# What the task asks
Render the lines below as a Markdown table with the columns "Row" and "Line," numbering each line in order and omitting any blank lines.
━━━ Provided entries ━━━
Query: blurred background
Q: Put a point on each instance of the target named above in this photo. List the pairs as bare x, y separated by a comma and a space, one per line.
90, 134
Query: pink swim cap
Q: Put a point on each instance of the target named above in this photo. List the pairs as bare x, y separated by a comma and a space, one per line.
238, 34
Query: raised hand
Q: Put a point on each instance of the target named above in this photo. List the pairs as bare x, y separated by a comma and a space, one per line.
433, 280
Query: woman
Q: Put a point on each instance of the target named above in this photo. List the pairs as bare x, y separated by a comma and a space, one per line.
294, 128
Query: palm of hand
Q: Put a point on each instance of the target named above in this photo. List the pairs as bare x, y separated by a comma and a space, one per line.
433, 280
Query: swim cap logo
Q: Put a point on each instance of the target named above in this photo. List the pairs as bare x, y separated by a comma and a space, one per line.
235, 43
━━━
# Finished task
| Row | Line |
|---|---|
| 1 | Query: blurred background |
| 2 | Q: Put a point on each instance of the target named above in this photo. List the pairs as bare x, y separated by a comma and a space, one per line. |
| 3 | 90, 134 |
| 4 | Query: pink swim cap |
| 5 | Q: Put a point on each instance of the target named above in this photo. List the pairs as bare x, y separated by a comma and a space, one per line. |
| 6 | 238, 34 |
| 7 | Query: raised hand |
| 8 | Q: Put a point on each instance of the target named above in this photo. List the pairs as bare x, y separated by a comma and a space, one per line. |
| 9 | 433, 280 |
| 10 | Query: woman |
| 11 | Q: Put a point on each instance of the target named above in this photo. List the pairs as bare x, y separated by a comma and a space, one per line. |
| 12 | 294, 128 |
| 13 | Query: palm of hand |
| 14 | Q: Put a point on each instance of the target named above in this photo. List the pairs as bare x, y separated by a comma and a space, one per line. |
| 15 | 433, 280 |
| 16 | Query: swim cap logo |
| 17 | Q: Put a point on each instance of the target named above in this photo. List the pairs as bare x, y separated by a comma and a space, one per line. |
| 18 | 235, 43 |